Tarea propuesta -> Retoma el texto sobre el origen de la expresión «craso error» y sigue escribiéndolo a partir de su última oración.

Fragmento citado ->
'Craso error', es una expresión que utilizamos para indicar que hemos cometido un error fatal, una gran equivocación que -difícilmente- podremos subsanar. El origen de esta expresión se remonta al siglo I antes de Cristo. La expansión de Roma por el Mediterráneo generó multitud de batallas, algunas, como en este caso, no siempre en favor de los romanos y que marcaron la decadencia del Imperio. De una de ellas y de la desastrosa planificación de un general romano proviene esa expresión que denota un error, de graves consecuencias.

Los 'Partos'

Partia se extendía hacia el 245 a.C desde el noroeste de Irán hasta el sur de Turkemenistán. De las estepas nacían caballos capaces de recorrer grandes distancias a orillas del Caspio para defender el territorio y el comercio en la ruta de la seda. De esas tierras provienen los temidos jinetes Partos. Tras la etapa aqueménida Partia pasará a ser gobernada por Nicanor Demetrio, 'el conquistador'.

La ruta de la seda

Es una ruta comercial que unía China, Antioquía y Siria con el extremo suroriental de Europa. Su origen se puede remontar al período de los elamitas, en el 2700 a.C, quienes inventaron el sistema decimal que sirvió para agilizar las transacciones comerciales. Pero no bastaba con eso. Había que crear una extensa red de caminos, puentes y posadas para atravesar esas distancias.

Material de consulta ->
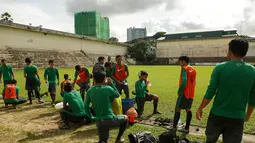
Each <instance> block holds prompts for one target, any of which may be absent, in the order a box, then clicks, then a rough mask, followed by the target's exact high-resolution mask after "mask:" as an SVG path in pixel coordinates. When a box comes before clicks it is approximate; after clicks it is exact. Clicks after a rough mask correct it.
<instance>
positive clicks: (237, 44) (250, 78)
mask: <svg viewBox="0 0 255 143" xmlns="http://www.w3.org/2000/svg"><path fill="white" fill-rule="evenodd" d="M248 49H249V44H248V41H247V40H245V39H234V40H232V41H231V42H230V43H229V50H228V54H227V58H228V59H229V61H227V62H223V63H220V64H218V65H216V67H215V68H214V69H213V72H212V76H211V80H210V84H209V86H208V89H207V91H206V93H205V96H204V99H203V101H202V103H201V105H200V106H199V108H198V110H197V114H196V117H197V119H198V120H201V118H202V113H203V109H204V108H205V107H206V106H207V105H208V104H209V102H210V101H211V100H212V99H213V97H214V96H215V98H214V102H213V106H212V108H211V112H210V115H209V117H208V121H207V127H206V141H207V143H215V142H217V140H218V138H219V136H220V134H223V142H224V143H225V142H226V143H241V142H242V136H243V128H244V121H248V120H249V119H250V117H251V114H252V112H253V109H254V106H255V68H254V67H253V66H252V65H250V64H248V63H245V62H244V61H243V58H244V57H245V55H246V54H247V52H248ZM247 105H248V107H247ZM246 108H247V111H246Z"/></svg>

Espacio de respuesta ->
Caravana

De esa ruta comercial y de las instalaciones necesarias para recorrer largas distancias con las valiosas materias primas de Asia y Oriente nace uno de los términos, procedentes del farsi, adoptados por la lengua francesa y española. En francés caravane, en persa karvan y en español 'caravana' designa, según la Real Academia Española, "un grupo o comitiva de personas que, en cabalgaduras o vehículos, viajan o se desplazan unos tras otros". Instalaciones y caminos que facilitaron el comercio en la ruta de la seda y que se convirtieron en una apetecible conquista para el Imperio.

El error de Craso

En el 53 a. C se produce la legendaria batalla en la que el Imperio Romano buscaba ampliar sus dominios hacia Oriente. Uno de los grandes generales del Imperio, conocido por ser hombre de grandes posesiones y riquezas, Marco Licinio Craso, se aventuró con las legiones en tierras partas en busca de una victoria militar que le otorgara mayor renombre como estratega. Jamás volverá a casa. Perderá -literalmente- la cabeza junto a su hijo Publio y sus legiones en la batalla de Carras.

La batalla de Carras

Las tropas romanas cuadruplicaban a los efectivos de los Partos. Los arqueros partos fueron letales. Capaces de atravesar las corazas romanas diezmó los efectivos legionarios, que tuvieron que batirse en retirada. En ese primer encuentro fue decapitado el hijo de Marco Licinio, Publio. Su cabeza exhibida en una lanza pudo obcecar la mente de su padre que diseñó un plan para contraatacar, desconocedor de que quien le guiaba a él y a otros veinte mil hombres hacia la muerte en Carras, era un espía afín a los Partos. De ahí la expresión 'Craso error'.